> _PROVIDED PASSAGE_:
== == ==
Liu, Quan; Deng, Ruining; Cui, Can; Yao, Tianyuan; Yang, Yuechen; Nath, Vishwesh; Li, Bingshan; Chen, You; Tang, Yucheng; Huo, Yuankai. “mTREE: Multi-Level Text-Guided Representation End-to-End Learning for Whole Slide Image Analysis.” IS and T International Symposium on Electronic Imaging Science and Technology 37, no. 12 (2025): HPCI-183. https://doi.org/10.2352/EI.2025.37.12.HPCI-183.
Researchers have developed a new way to help computers better understand and analyze large, detailed images of human tissue—like those used to diagnose diseases—by combining both image data and written medical notes.
In medicine, especially in fields like cancer diagnosis, doctors often study massive, high-resolution images of tissue samples under a microscope. These images are so large (sometimes called “gigapixel images”) that it’s hard for computers to analyze them in one go. Existing computer methods usually break the image into smaller pieces, study those, and then try to make sense of the whole picture later. But it’s tricky to combine that image data with written reports from pathologists in a smooth, efficient way.
This study introduces a new method called mTREE (Multi-Level Text-Guided Representation End-to-End Learning). It uses written descriptions—like those found in pathology reports—to guide the computer in figuring out which parts of a tissue image are important. The model learns to focus on both small, detailed parts of the image and the big picture all at once, using the text to improve its understanding of both.
== == ==
[Records excerpted from a collection]
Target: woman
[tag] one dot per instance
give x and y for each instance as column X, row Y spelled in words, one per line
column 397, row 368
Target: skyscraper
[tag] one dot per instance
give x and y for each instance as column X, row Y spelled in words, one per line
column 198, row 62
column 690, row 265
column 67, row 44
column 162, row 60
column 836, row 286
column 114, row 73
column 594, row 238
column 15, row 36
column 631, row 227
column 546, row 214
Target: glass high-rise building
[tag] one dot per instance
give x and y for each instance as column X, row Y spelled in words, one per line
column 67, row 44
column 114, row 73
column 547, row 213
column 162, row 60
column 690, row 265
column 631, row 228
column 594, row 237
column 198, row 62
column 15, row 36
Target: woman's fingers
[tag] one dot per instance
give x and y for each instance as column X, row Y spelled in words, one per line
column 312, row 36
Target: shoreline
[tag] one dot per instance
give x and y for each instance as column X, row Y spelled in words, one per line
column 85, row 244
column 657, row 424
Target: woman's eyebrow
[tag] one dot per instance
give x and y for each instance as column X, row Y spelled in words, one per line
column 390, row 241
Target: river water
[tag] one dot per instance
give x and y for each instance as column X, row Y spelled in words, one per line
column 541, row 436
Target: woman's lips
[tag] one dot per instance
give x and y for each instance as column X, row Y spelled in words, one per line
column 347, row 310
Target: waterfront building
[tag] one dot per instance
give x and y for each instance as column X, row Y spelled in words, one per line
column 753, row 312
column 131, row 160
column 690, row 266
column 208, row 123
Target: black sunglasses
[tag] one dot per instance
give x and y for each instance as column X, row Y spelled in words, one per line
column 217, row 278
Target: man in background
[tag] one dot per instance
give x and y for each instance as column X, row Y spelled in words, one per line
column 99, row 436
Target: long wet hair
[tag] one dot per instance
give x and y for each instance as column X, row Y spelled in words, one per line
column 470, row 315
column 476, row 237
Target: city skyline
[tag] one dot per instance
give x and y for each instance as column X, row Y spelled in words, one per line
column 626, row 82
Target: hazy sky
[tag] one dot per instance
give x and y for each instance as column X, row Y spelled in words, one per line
== == ==
> _TASK ITEM 1_:
Answer these questions from the passage on the mTREE study:
(a) In which volume and issue of the symposium proceedings does the study appear?
(b) How do existing computer methods usually handle the very large tissue images?
(c) What does the name mTREE stand for?
> _TASK ITEM 2_: Reproduce the passage on the mTREE study from "In medicine, especially" to "smooth, efficient way.", switching "pathologists" to "clinicians".

> _WORKED SOLUTION 1_:
(a) Volume 37, issue 12 (2025).
(b) They break the image into smaller pieces, study those, and then try to make sense of the whole picture later.
(c) Multi-Level Text-Guided Representation End-to-End Learning.

> _WORKED SOLUTION 2_:
In medicine, especially in fields like cancer diagnosis, doctors often study massive, high-resolution images of tissue samples under a microscope. These images are so large (sometimes called “gigapixel images”) that it’s hard for computers to analyze them in one go. Existing computer methods usually break the image into smaller pieces, study those, and then try to make sense of the whole picture later. But it’s tricky to combine that image data with written reports from clinicians in a smooth, efficient way.